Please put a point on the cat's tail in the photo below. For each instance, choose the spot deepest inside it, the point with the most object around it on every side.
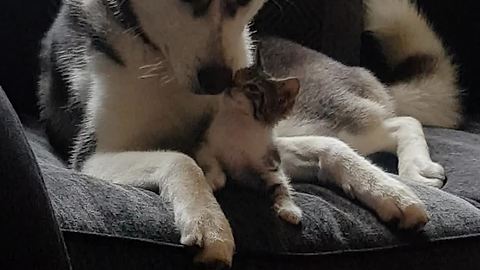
(424, 77)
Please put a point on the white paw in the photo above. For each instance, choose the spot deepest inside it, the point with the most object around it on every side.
(213, 236)
(426, 172)
(289, 212)
(216, 179)
(394, 201)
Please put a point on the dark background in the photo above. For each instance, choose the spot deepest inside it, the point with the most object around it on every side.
(23, 22)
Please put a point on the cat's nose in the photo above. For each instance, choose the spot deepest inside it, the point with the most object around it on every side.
(214, 79)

○ ○ ○ ○

**BRIEF**:
Quote, without any change, each line from the one that contains "Please put a point on the cat's nose" through the end of the material.

**SOLUTION**:
Please put a point on the cat's nose in the photo above. For each instance, choose the spot deepest inside it, the point with the most object around it on every side.
(214, 79)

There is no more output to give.